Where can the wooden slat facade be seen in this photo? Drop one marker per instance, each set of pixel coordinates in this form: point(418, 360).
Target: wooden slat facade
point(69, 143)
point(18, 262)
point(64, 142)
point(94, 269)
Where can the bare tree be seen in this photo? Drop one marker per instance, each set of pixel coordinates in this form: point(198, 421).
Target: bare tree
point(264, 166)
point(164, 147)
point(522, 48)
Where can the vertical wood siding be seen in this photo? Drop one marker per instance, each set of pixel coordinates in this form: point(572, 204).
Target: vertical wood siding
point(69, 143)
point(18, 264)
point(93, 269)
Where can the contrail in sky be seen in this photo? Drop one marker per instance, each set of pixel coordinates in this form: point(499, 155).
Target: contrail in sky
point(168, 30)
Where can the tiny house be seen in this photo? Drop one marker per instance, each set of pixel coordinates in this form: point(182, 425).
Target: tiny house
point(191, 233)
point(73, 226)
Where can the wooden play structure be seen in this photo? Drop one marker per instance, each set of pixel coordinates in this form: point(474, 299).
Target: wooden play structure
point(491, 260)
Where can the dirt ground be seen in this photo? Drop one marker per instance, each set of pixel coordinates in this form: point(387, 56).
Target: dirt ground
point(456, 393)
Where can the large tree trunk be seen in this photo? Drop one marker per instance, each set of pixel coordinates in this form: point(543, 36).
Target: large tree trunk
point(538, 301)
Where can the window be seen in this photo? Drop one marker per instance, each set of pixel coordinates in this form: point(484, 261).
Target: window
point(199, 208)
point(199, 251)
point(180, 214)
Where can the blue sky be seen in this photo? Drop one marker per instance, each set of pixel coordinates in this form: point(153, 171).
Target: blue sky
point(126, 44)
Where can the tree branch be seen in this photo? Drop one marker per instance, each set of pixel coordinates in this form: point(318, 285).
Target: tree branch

---*---

▸ WHAT THIS TASK INVOLVES: Copy out every line from the data above in which the word "branch" occurs.

▸ RESPONSE BELOW:
Where can the tree branch be seen in this photo? Drop one marker per instance, each set of pixel coordinates in this form: point(318, 285).
Target: tree branch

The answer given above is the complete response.